** Begin Data lines **

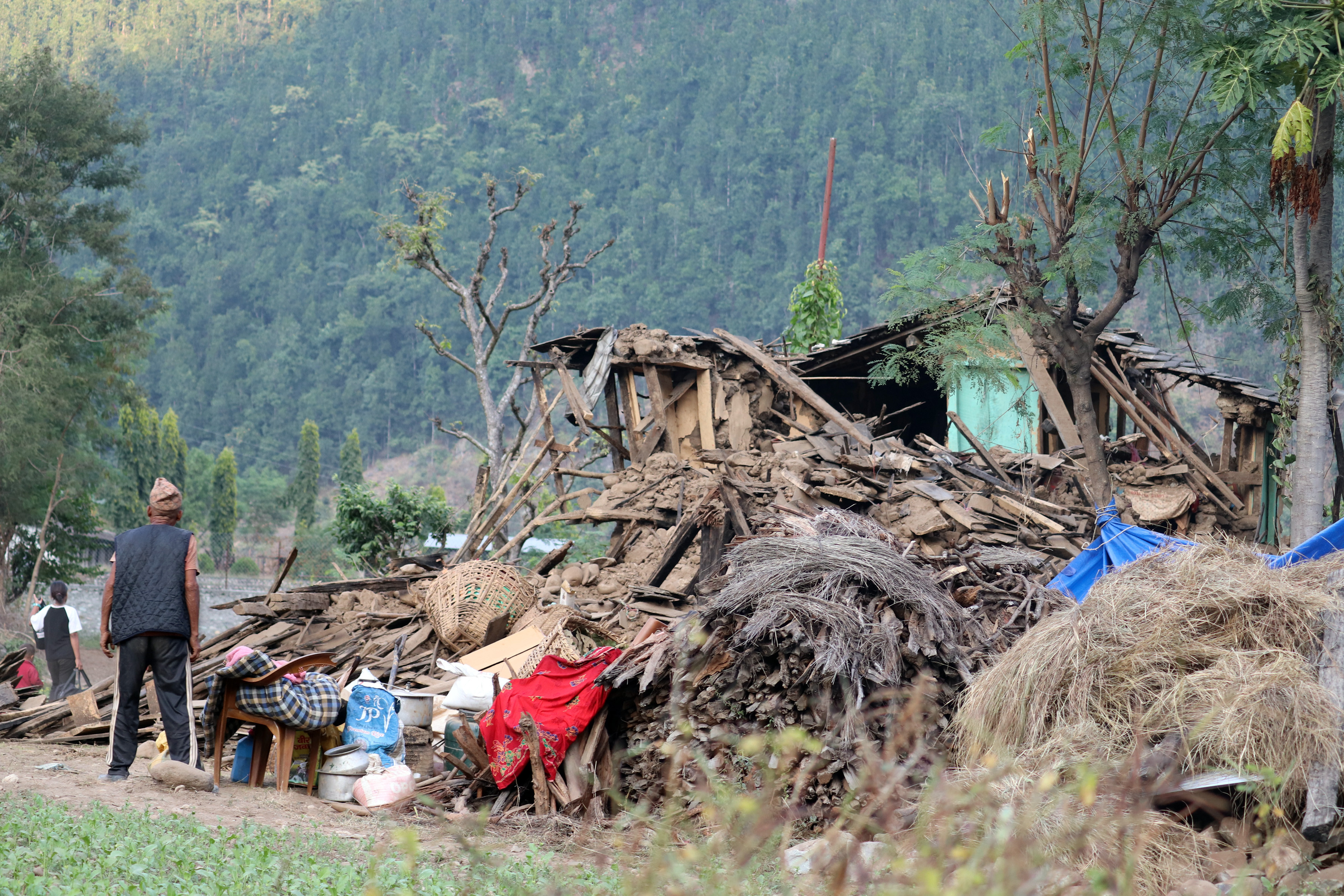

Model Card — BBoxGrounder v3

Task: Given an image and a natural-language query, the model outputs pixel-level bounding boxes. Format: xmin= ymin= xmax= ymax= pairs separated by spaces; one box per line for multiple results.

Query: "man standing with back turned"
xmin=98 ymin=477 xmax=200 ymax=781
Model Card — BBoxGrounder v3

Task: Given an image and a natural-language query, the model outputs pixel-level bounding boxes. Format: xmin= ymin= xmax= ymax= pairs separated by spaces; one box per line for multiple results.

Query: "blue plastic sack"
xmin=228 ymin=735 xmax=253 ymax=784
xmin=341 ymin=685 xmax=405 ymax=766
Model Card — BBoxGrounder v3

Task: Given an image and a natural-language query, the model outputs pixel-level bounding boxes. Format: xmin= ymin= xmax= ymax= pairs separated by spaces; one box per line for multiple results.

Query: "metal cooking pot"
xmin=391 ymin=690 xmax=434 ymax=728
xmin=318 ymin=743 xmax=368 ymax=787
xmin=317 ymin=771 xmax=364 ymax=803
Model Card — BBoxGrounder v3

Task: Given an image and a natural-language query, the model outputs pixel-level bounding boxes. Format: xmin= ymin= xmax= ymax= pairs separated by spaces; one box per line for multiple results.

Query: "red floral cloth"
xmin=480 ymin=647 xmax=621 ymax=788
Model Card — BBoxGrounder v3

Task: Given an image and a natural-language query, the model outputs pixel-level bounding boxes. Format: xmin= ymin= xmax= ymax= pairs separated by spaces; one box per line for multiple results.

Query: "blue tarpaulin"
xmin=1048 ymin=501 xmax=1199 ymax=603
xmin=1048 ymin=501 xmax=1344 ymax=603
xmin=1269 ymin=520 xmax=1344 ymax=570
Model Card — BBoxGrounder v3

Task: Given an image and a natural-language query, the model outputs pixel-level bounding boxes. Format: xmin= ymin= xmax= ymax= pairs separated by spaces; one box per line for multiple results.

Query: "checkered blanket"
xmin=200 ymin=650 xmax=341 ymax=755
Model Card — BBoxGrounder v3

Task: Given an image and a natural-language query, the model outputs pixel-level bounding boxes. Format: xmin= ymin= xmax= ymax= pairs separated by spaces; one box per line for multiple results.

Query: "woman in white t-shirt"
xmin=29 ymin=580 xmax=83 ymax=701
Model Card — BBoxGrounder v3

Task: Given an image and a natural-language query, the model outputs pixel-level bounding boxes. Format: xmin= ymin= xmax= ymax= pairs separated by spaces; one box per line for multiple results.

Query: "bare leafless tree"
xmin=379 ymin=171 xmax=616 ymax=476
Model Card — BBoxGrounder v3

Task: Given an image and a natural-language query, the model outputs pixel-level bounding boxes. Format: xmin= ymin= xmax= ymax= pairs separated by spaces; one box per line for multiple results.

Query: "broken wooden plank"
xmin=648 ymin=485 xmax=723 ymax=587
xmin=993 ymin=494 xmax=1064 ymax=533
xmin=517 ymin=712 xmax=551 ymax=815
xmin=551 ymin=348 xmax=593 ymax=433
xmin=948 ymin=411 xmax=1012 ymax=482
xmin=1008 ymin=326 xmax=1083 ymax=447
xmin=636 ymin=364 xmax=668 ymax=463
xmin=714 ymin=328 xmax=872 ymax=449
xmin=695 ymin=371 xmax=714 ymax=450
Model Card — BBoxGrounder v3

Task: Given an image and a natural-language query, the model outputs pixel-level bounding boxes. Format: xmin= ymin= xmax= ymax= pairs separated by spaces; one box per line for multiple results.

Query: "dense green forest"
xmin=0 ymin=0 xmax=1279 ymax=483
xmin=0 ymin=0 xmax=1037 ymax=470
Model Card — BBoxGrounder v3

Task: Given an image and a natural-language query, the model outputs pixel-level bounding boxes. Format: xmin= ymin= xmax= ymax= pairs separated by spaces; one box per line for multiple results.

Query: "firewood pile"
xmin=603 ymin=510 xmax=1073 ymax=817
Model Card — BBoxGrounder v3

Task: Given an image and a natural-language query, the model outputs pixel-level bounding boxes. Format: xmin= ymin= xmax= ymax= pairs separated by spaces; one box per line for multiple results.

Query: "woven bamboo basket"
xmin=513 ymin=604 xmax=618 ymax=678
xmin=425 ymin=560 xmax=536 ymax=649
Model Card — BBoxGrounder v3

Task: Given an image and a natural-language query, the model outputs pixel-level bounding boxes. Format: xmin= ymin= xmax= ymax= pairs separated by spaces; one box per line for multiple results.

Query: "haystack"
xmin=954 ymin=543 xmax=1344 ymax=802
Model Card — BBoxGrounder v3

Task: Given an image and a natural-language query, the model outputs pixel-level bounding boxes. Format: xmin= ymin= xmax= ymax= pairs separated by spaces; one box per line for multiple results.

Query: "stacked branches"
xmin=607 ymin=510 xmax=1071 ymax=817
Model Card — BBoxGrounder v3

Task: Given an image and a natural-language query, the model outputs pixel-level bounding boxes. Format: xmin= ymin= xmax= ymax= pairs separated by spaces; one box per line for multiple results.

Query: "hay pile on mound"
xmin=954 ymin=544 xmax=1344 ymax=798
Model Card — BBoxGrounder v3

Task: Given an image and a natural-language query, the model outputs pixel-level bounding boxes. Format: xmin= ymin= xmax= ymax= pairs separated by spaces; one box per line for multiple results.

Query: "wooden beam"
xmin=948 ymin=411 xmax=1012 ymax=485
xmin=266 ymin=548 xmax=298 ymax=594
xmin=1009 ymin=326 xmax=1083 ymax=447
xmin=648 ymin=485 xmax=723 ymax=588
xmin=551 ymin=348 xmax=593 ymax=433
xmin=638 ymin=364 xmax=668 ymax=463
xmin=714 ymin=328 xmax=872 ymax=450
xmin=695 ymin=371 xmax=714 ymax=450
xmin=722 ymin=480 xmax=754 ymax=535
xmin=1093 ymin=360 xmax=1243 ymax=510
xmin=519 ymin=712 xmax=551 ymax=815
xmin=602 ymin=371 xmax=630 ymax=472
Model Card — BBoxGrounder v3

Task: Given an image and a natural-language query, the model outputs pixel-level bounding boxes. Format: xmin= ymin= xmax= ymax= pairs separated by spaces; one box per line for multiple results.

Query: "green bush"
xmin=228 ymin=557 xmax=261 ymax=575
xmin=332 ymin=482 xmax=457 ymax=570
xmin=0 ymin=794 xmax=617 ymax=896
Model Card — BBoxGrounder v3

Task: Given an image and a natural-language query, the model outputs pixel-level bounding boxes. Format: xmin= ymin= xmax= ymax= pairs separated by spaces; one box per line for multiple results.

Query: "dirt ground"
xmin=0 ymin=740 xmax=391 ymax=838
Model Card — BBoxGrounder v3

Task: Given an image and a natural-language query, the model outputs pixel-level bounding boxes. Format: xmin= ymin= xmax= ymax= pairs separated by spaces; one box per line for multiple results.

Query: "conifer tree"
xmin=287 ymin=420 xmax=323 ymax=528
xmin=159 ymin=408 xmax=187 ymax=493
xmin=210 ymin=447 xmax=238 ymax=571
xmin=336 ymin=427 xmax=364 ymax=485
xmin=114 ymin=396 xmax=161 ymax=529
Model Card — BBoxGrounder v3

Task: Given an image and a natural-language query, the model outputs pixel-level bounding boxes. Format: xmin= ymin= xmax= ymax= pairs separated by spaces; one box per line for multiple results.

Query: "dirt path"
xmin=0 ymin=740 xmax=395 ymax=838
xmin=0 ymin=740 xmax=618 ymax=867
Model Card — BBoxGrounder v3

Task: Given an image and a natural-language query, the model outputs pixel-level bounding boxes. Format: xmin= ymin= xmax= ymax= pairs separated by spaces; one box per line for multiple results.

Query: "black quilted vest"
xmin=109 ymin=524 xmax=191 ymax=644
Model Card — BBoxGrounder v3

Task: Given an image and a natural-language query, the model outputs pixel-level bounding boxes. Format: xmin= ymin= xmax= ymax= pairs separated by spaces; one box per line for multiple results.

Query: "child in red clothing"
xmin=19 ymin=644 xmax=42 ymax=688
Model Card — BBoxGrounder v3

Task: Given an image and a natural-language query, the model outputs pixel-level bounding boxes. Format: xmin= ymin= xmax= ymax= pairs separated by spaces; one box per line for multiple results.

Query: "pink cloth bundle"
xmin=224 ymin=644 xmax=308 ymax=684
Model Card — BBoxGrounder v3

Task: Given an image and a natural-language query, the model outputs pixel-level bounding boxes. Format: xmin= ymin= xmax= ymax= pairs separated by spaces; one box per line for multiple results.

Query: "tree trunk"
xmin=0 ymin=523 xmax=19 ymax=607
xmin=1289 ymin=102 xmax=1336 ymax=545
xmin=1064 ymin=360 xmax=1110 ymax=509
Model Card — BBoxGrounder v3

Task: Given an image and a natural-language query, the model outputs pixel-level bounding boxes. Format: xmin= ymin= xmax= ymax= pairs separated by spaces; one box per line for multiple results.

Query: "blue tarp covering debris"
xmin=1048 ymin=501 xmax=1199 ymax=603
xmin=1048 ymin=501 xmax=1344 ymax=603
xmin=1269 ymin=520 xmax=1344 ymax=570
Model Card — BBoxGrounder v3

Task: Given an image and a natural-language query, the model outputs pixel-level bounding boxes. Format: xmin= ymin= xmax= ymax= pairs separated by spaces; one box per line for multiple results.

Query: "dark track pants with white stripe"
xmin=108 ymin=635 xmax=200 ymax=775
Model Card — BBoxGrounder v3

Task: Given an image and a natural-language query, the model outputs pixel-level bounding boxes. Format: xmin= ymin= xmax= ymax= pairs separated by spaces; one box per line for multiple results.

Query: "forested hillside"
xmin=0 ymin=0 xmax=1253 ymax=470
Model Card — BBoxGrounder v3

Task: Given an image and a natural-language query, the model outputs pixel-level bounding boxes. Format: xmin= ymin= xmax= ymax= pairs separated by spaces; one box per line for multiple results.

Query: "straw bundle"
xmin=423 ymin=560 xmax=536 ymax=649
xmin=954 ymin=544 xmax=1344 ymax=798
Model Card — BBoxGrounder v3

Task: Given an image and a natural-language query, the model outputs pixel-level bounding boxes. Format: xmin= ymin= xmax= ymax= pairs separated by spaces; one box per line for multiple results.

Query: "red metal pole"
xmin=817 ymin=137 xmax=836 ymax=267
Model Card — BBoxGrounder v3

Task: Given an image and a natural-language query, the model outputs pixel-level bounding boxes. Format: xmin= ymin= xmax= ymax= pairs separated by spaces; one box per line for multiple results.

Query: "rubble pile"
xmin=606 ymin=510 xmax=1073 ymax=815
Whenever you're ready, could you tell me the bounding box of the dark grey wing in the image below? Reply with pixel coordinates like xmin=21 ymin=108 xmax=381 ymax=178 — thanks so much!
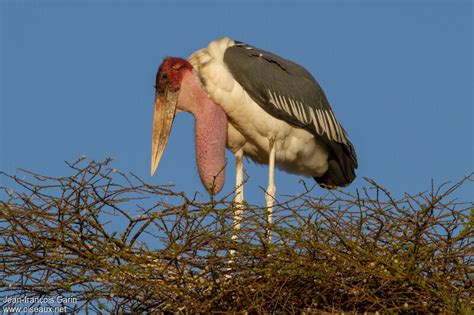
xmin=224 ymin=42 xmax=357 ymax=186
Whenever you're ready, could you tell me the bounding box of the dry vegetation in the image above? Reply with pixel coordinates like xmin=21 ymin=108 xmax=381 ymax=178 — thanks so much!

** End Data lines **

Rewrite everything from the line with "of the dark" down to the end of the data, changing "dry vegetation" to "dead leaves" and keeping all else the same. Leave out the pictures.

Whenever you're ready, could you tell me the bounding box of the dark grey wing in the image below? Reply with pixel coordinates like xmin=21 ymin=108 xmax=381 ymax=178 — thanks so much!
xmin=224 ymin=42 xmax=357 ymax=186
Whenever you're ready, could you tell me the bounding box of the dead leaves in the image above? Reply with pixel coordinates like xmin=21 ymin=108 xmax=381 ymax=178 — thanks so much!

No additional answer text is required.